» **EXERCISE OBJECTIVE**
The data below should be retyped exactly, with the pictures left out.
====== SOURCE MATERIAL
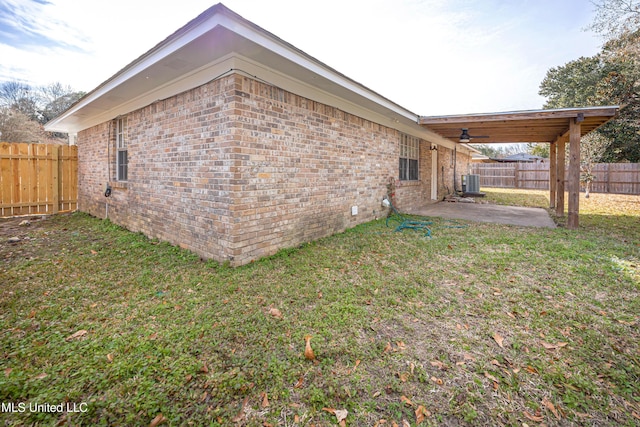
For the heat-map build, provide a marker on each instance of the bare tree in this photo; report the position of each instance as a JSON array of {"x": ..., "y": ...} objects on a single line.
[
  {"x": 615, "y": 18},
  {"x": 17, "y": 127}
]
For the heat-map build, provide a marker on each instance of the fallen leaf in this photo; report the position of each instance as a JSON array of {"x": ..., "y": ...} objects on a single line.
[
  {"x": 498, "y": 339},
  {"x": 553, "y": 346},
  {"x": 536, "y": 418},
  {"x": 439, "y": 364},
  {"x": 76, "y": 335},
  {"x": 341, "y": 414},
  {"x": 491, "y": 377},
  {"x": 406, "y": 400},
  {"x": 240, "y": 415},
  {"x": 437, "y": 380},
  {"x": 550, "y": 406},
  {"x": 308, "y": 351},
  {"x": 159, "y": 419},
  {"x": 275, "y": 313},
  {"x": 421, "y": 414}
]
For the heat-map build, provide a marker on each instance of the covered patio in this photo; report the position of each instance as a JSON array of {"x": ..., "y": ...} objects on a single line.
[{"x": 555, "y": 127}]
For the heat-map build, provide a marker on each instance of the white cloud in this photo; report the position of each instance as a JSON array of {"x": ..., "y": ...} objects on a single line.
[{"x": 430, "y": 56}]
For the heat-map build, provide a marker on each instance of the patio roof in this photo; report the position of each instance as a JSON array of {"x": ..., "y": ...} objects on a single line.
[{"x": 519, "y": 126}]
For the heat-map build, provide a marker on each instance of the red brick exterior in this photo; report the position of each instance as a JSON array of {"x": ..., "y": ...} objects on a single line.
[{"x": 237, "y": 169}]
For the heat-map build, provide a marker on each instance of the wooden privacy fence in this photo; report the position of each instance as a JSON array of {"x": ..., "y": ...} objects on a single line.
[
  {"x": 38, "y": 179},
  {"x": 621, "y": 178}
]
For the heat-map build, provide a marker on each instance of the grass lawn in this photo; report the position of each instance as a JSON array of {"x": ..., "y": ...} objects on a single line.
[{"x": 479, "y": 325}]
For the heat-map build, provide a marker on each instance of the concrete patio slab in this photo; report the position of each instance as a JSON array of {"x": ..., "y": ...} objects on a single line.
[{"x": 485, "y": 212}]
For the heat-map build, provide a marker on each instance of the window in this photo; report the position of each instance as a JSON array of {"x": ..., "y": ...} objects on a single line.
[
  {"x": 409, "y": 154},
  {"x": 122, "y": 160}
]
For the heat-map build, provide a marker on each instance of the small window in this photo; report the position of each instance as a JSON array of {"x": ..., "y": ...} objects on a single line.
[
  {"x": 409, "y": 155},
  {"x": 122, "y": 161}
]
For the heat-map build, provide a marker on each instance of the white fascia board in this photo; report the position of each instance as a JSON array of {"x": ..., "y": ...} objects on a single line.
[{"x": 314, "y": 66}]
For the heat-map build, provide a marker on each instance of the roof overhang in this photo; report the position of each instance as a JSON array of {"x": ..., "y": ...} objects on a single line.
[
  {"x": 217, "y": 42},
  {"x": 541, "y": 126}
]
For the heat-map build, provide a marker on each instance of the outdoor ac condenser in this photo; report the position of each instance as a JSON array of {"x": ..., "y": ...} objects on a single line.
[{"x": 473, "y": 184}]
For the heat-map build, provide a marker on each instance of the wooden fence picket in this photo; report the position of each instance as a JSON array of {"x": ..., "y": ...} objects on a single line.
[
  {"x": 37, "y": 179},
  {"x": 620, "y": 178}
]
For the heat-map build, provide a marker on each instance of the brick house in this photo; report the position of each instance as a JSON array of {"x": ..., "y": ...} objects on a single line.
[{"x": 228, "y": 141}]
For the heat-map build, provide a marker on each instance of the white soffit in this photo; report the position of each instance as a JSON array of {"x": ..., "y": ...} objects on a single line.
[{"x": 214, "y": 43}]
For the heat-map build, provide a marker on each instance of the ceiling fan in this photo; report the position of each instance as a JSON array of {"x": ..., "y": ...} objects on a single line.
[{"x": 465, "y": 137}]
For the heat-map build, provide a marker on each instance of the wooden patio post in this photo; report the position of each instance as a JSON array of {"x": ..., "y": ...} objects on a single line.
[
  {"x": 552, "y": 174},
  {"x": 560, "y": 167},
  {"x": 574, "y": 172}
]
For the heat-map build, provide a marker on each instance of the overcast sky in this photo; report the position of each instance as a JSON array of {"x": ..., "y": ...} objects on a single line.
[{"x": 430, "y": 56}]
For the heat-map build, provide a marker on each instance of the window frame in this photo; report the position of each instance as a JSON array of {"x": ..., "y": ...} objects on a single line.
[
  {"x": 409, "y": 158},
  {"x": 122, "y": 149}
]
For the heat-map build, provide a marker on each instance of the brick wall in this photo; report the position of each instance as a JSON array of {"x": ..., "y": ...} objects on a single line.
[{"x": 237, "y": 169}]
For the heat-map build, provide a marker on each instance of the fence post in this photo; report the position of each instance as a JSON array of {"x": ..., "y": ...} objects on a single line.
[{"x": 55, "y": 174}]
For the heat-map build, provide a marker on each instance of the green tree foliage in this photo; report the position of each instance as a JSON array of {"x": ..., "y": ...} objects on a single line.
[
  {"x": 24, "y": 109},
  {"x": 611, "y": 77},
  {"x": 573, "y": 84}
]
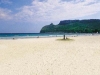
============
» **EXERCISE ANSWER**
For the heat-map build, provide a marker on each instance of the bare tree in this photo; report the position of each instance as a JSON array of {"x": ..., "y": ...} objects on a single line.
[
  {"x": 615, "y": 18},
  {"x": 17, "y": 127}
]
For the heat-map build, provide a marker on each instance of the fallen leaf in this photo; report the position of each instance as a JSON array of {"x": ..., "y": ...} objects on a single line.
[
  {"x": 498, "y": 339},
  {"x": 553, "y": 346},
  {"x": 536, "y": 418},
  {"x": 439, "y": 364},
  {"x": 76, "y": 335},
  {"x": 341, "y": 414},
  {"x": 491, "y": 377},
  {"x": 406, "y": 400},
  {"x": 240, "y": 415},
  {"x": 437, "y": 380},
  {"x": 550, "y": 406},
  {"x": 308, "y": 351},
  {"x": 159, "y": 419},
  {"x": 275, "y": 313},
  {"x": 421, "y": 414}
]
For the heat-map build, provide a marker on each instance of the covered patio in this photo; report the position of each instance as a JSON array of {"x": ..., "y": ...} objects on a single line.
[{"x": 555, "y": 127}]
For the heat-map build, provide a marker on each instance of the white cloud in this photo; report the position of each instance as a JSON array of {"x": ..., "y": ...} objects on a single line.
[{"x": 430, "y": 56}]
For the heat-map build, provide a marker on each instance of the patio roof in this photo; report the position of each instance as a JSON array of {"x": ..., "y": ...} objects on a single line.
[{"x": 519, "y": 126}]
For the heat-map build, provide a marker on each instance of the red brick exterior in this photo; report the position of each instance as a JSON array of {"x": ..., "y": ...} objects on a single line.
[{"x": 237, "y": 169}]
For the heat-map build, provide a marker on each instance of the wooden privacy fence in this photo; report the position of each instance as a JSON array of {"x": ..., "y": ...} objects on a single line.
[
  {"x": 38, "y": 179},
  {"x": 621, "y": 178}
]
For the heat-map build, provide a marker on each instance of the grass lawn in this photo; report the position of each instance as a JSON array of {"x": ..., "y": ...} objects on a single line.
[{"x": 479, "y": 325}]
For the heat-map build, provide a marker on each instance of the concrete patio slab in this photo; report the position of each instance as a JSON array of {"x": ..., "y": ...} objects on a single line.
[{"x": 485, "y": 212}]
For the heat-map build, provide a marker on each instance of the window in this photo; report the position of each instance as a JSON array of {"x": ..., "y": ...} objects on a single line.
[
  {"x": 409, "y": 154},
  {"x": 122, "y": 160}
]
For the heat-map build, provide a marker on each instance of the small window in this photo; report the position of each instance as a JSON array of {"x": ..., "y": ...} objects on a single line.
[
  {"x": 409, "y": 155},
  {"x": 122, "y": 161}
]
For the heat-map build, provide a marker on each instance of the white fascia board in this photo; report the position of each instance as a JSON array of {"x": ..., "y": ...} objects on a single line.
[{"x": 314, "y": 66}]
For the heat-map build, provide a marker on each instance of the roof overhang in this photo; report the position of each instance as a JSON array of {"x": ..., "y": ...} objects on a single line.
[
  {"x": 217, "y": 42},
  {"x": 541, "y": 126}
]
For the heat-map build, provide a marker on each instance of the outdoor ac condenser in this photo; report the position of each instance as a JSON array of {"x": ..., "y": ...} objects on a single line.
[{"x": 473, "y": 184}]
For the heat-map build, provide a marker on each instance of the wooden fence picket in this photo; report the position of each instance as a JSON array of {"x": ..., "y": ...} objects on a single line.
[
  {"x": 37, "y": 179},
  {"x": 620, "y": 178}
]
For the heat-map build, provide a marker on each instance of the brick house in this photo; report the position of each instance as a JSON array of {"x": ..., "y": ...} objects on a single line.
[{"x": 228, "y": 141}]
For the heat-map build, provide a marker on each instance of the white soffit in this photo; report the position of each instance as a JSON array of {"x": ..., "y": ...} objects on a single line.
[{"x": 214, "y": 43}]
For the heat-map build, provide a marker on each instance of the ceiling fan in this photo; report the position of each instance as a JSON array of {"x": ..., "y": ...} objects on a single line.
[{"x": 465, "y": 137}]
For the heat-map build, provide a marker on each instance of the wooden patio post in this photo; report the position of each instance as a JSON array of {"x": ..., "y": ...} objects on a single line.
[
  {"x": 552, "y": 174},
  {"x": 560, "y": 167},
  {"x": 574, "y": 172}
]
For the heat-map build, provide a marker on each instance of the overcast sky in this photo; report the position of each instance as a JSON array of {"x": ..., "y": ...} objects on a single line.
[{"x": 430, "y": 56}]
For the heat-map build, provide a marker on each instance of the window frame in this photo; report the position of each instance as a JSON array of {"x": ..., "y": ...} objects on a single line.
[
  {"x": 409, "y": 158},
  {"x": 122, "y": 149}
]
For the heat-map build, provide a marker on each instance of the brick wall in this photo; report the position of each instance as a JSON array of {"x": ..., "y": ...} objects on a single line.
[{"x": 237, "y": 169}]
For the heat-map build, provide a marker on each instance of the fence post in this photo; report the position of each instance as a JSON array of {"x": ..., "y": ...} objects on a single line.
[{"x": 55, "y": 174}]
For the heat-map build, provide a marker on each instance of the green tree foliage in this photo; report the position of each instance as a JSON array of {"x": ..., "y": ...} objects on a single line.
[
  {"x": 24, "y": 109},
  {"x": 611, "y": 77},
  {"x": 573, "y": 84}
]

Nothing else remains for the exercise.